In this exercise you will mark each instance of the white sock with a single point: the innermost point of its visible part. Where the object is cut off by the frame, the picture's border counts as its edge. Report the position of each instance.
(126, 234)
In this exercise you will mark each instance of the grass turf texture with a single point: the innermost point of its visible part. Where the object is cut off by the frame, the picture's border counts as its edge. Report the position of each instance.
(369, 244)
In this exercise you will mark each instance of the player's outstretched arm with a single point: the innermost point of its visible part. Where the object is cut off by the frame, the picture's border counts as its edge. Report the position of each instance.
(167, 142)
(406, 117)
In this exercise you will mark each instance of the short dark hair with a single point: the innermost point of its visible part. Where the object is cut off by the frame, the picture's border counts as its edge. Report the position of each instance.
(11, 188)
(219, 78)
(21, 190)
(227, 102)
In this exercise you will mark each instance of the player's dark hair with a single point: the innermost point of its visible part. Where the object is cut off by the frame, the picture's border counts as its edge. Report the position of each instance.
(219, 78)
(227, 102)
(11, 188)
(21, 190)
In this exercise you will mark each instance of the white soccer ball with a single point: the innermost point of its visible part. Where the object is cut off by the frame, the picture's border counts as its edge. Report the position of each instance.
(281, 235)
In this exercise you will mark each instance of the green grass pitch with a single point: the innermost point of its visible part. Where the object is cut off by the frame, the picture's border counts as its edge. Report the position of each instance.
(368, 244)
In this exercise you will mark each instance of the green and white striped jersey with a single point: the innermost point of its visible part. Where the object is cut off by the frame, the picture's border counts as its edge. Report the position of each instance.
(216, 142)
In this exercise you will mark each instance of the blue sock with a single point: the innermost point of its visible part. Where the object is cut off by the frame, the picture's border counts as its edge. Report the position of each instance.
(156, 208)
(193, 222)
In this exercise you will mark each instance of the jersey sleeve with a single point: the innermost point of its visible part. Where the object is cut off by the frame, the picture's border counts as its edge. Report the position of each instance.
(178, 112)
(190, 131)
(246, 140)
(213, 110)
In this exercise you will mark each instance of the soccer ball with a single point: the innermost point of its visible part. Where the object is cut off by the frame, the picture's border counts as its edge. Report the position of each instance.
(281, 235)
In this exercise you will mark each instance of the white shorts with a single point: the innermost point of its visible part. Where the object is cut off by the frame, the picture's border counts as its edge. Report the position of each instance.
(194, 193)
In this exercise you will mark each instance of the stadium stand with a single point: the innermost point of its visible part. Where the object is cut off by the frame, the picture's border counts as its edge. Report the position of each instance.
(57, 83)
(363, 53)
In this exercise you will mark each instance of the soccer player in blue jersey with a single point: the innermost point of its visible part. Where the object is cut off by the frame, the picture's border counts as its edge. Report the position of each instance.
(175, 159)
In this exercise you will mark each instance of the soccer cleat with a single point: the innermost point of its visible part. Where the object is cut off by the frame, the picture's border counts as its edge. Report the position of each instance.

__The task__
Output the records above exactly as written.

__Output of the task__
In this exercise you will mark each instance of the white sock with a single point: the innermost point of its visible part. Where the object is cut off by the frame, the picture's border counts as its edge. Report the position of each instance.
(126, 234)
In this exercise you will mark each instance of the grass turf texture with a single point: the innermost point of its visible part. Where the object is cut off by the frame, the picture's border counts as its edge. Report the position of each instance.
(369, 244)
In this exercise you will mark each instance of the player's outstretched arm with a single point: the innermost point of its visible part. Where the object is cut off by the frame, the picture's border counts as its edge. Report the position of each instance.
(167, 142)
(406, 117)
In this exercise you will mark each instance of the short dark hair with a single point: the innermost point of its visible part. Where the object is cut off by the frame, the picture's border counts as its edge. Report the position of each instance.
(11, 188)
(219, 78)
(21, 190)
(227, 102)
In this exercise you will mark each instance of the player's dark hair with a single point: the innermost point of its visible part. Where the object is cut off by the frame, the picture's border counts as its edge. Report the position of each instance.
(219, 78)
(227, 102)
(11, 188)
(21, 190)
In this exercise you will mark each instance of the white soccer ball with a single point: the innermost point of its visible part. Where the object is cut off by the frame, the picture's border counts as its edge. Report the position of each instance.
(281, 235)
In this exercise you will mark each instance of the green grass pitch with a single point: the innermost point of its visible part. Where the object is cut off by the frame, the picture's border counts as its edge. Report the position of each instance.
(368, 244)
In this exercise you will mark each instance of the green and white striped jersey with a single point: the innermost point of its visible part. Where the object is cut off by the frame, the picture's border counts as its edge. Report the position of each instance.
(216, 142)
In this exercise you will mark each instance of the blue sock with a single point: the innermost point of its visible part. Where the object is cut off by the frame, the picture's border counts as its edge. Report the position of each instance.
(156, 208)
(193, 222)
In this exercise you will mark each instance of the jersey sleeve with a single point: the innermost point of its visible part. Where the object is cut off by the frame, the picture's border counts as its edge. Report the position of each instance.
(178, 112)
(190, 131)
(246, 140)
(213, 110)
In this exercise you will mark each instance of the soccer ball with a single point: the innermost point of its visible part. Where the object is cut off by the frame, the picture's border counts as its edge. Report the position of each instance.
(281, 235)
In this exercise you will mark each instance of the white shorts with a single point: the innermost point of its visible part. Where the object is cut off by the frame, the picture's border counts as its edge. Report the position of each instance.
(194, 193)
In this exercise you will mark each instance of the stadium stand with a single point: the innermost point of its visible part. Where the object is cut off by the frame, the picture's border counts as its edge. Report the position of each instance.
(57, 83)
(363, 53)
In this exercise you will mark each instance of the soccer player in blue jersey with a single point: the innermost point of its visible part. Where the object is cut off by the frame, the picture's border counts as its edge. Report the position of each instance.
(175, 159)
In this exercise you will mark each instance of the soccer cleat with a single point: the innermost point of its visible part. Where the object is cut off by the frame, the picture's border counts as its edge. Report the position of each instance.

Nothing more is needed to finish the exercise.